Location identification entries:

---+---

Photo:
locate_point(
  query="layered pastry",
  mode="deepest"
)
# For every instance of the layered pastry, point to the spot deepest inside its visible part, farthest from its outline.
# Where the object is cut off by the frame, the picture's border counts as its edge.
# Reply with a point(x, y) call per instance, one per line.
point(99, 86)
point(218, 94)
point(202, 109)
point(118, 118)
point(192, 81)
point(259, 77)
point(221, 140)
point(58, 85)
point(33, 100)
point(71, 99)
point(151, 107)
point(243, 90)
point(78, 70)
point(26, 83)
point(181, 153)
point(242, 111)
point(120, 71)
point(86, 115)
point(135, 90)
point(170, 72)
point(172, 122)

---+---

What you will do:
Reproduce the material with each occurrence of "layered pastry" swapped for "flaky pastry", leaving everything else unchanged.

Exercise output:
Photo:
locate_point(
  query="flaky pastry",
  mode="deepest"
)
# For every instance of the flaky pastry, point to the spot deepest inside its visible part, farthest from its outline.
# Where the object is cut off by the frame, the picture's border counts as its edge.
# Reply with a point(x, y) call per instance, one per line.
point(99, 86)
point(218, 94)
point(202, 109)
point(118, 118)
point(192, 81)
point(259, 77)
point(221, 140)
point(58, 85)
point(33, 100)
point(71, 99)
point(151, 107)
point(243, 90)
point(78, 70)
point(26, 83)
point(181, 153)
point(242, 111)
point(120, 71)
point(86, 115)
point(135, 90)
point(170, 72)
point(172, 122)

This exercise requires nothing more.